On September 30, 2009, the notional amount of outstanding floating to fixed interest rate swap
agreements declined to $680 million. The swaps expire at various times from December 2009 through
March 2013. The swaps are designated as cash flow hedges of our expected future interest payments.
Under our interest rate swap agreements, we receive 3-month LIBOR based interest payments from the
swap counterparties and pay a fixed rate.
In September 2008, due to the larger than normal spread between 1-month LIBOR and 3-month
LIBOR, we added basis swaps, under which we make 3-month LIBOR-based payments less a fixed
percentage to the basis swap counterparties, and receive 1-month LIBOR. At the same time, we began
utilizing 1-month LIBOR resets on our credit facility. To further reduce potential future income
statement impacts from hedge ineffectiveness, we de-designated the original interest rate swap
contracts and re-designated them, in conjunction with the basis swaps, as of September 4, 2008 as a
cash flow hedge designed to mitigate the changes in cash flows on our credit facility. The effect
of the swap portfolio is to fix the cash interest payments on the floating portion of $680 million
of debt at a weighted average LIBO rate of 4.43% exclusive of the applicable borrowing margin on
the loans.

┄┄┄┄┄┄┄┄┄┄┄┄┄┄┄┄┄┄┄┄

What to do: List every date that appears in the passage on interest rate swaps, in order of appearance.

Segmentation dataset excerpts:
┄┄┄┄┄┄┄┄┄┄┄┄┄┄┄┄┄┄┄┄

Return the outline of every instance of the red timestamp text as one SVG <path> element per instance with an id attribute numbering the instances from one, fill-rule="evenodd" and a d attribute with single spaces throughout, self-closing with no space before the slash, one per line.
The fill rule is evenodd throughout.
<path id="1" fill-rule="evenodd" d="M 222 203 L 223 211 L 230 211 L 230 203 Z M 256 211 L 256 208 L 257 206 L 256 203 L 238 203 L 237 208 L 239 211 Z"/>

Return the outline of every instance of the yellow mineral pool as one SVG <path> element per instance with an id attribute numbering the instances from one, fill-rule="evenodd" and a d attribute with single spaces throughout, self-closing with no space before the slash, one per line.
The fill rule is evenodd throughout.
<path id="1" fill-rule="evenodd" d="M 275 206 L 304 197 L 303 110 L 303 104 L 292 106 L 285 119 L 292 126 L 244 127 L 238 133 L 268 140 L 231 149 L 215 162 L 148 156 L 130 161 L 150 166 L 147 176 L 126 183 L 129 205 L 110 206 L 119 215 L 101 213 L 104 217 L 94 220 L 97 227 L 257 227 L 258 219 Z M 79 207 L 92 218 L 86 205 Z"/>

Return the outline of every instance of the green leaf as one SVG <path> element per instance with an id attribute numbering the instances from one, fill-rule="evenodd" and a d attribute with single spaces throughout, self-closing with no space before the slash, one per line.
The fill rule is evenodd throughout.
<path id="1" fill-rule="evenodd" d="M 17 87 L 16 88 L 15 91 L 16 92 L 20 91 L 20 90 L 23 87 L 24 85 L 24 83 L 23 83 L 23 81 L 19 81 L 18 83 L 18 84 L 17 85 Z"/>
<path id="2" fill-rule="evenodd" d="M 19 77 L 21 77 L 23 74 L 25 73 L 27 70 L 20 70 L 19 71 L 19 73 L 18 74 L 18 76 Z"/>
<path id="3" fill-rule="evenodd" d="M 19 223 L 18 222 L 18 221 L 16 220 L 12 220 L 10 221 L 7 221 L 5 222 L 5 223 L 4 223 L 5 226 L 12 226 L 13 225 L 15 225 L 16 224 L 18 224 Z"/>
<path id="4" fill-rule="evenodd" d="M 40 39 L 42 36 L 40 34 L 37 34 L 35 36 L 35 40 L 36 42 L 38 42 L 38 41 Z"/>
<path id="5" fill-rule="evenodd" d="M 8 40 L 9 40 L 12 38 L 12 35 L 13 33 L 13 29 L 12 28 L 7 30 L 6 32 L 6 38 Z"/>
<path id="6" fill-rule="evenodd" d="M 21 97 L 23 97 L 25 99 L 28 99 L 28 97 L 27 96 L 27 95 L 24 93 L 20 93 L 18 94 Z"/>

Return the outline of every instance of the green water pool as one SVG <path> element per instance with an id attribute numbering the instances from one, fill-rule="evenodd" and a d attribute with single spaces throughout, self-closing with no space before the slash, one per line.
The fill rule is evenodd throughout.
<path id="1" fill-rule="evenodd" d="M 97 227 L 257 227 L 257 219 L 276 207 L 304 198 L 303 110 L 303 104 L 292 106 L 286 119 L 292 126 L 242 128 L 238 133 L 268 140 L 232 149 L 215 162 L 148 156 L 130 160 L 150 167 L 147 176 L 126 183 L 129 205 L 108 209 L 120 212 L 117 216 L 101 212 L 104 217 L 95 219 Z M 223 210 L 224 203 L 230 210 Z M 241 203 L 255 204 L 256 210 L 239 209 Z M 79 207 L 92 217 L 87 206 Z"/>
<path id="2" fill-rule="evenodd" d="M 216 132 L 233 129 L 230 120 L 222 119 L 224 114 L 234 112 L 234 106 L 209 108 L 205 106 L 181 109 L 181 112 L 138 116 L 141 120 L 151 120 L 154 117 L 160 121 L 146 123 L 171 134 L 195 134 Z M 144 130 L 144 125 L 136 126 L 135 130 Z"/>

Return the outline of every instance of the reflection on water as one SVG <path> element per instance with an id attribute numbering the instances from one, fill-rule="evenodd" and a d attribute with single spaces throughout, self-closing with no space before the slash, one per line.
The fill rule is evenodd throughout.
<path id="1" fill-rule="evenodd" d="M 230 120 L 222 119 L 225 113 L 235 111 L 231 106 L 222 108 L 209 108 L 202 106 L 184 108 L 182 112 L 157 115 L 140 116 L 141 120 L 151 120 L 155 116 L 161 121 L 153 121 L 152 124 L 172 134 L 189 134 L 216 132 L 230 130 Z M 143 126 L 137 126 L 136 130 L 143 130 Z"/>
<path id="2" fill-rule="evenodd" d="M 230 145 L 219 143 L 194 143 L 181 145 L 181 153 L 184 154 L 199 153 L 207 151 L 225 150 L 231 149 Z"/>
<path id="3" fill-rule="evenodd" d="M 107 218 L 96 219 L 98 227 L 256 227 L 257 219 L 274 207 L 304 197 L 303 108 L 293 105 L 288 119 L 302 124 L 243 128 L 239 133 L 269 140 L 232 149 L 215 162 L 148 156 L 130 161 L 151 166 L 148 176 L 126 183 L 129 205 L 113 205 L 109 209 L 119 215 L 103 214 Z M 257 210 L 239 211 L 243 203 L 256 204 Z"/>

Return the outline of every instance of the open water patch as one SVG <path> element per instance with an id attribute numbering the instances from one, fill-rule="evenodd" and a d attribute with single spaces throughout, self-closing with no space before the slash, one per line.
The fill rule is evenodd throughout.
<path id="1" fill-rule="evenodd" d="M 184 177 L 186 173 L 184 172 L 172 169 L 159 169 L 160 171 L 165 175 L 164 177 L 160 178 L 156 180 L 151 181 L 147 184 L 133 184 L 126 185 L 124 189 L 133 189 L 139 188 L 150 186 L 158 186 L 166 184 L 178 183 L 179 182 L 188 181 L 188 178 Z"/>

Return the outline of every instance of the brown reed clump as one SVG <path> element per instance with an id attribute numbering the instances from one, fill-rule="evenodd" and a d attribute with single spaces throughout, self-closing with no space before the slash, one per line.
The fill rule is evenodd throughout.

┄┄┄┄┄┄┄┄┄┄┄┄┄┄┄┄┄┄┄┄

Exercise solution:
September 30, 2009
December 2009
March 2013
September 2008
September 4, 2008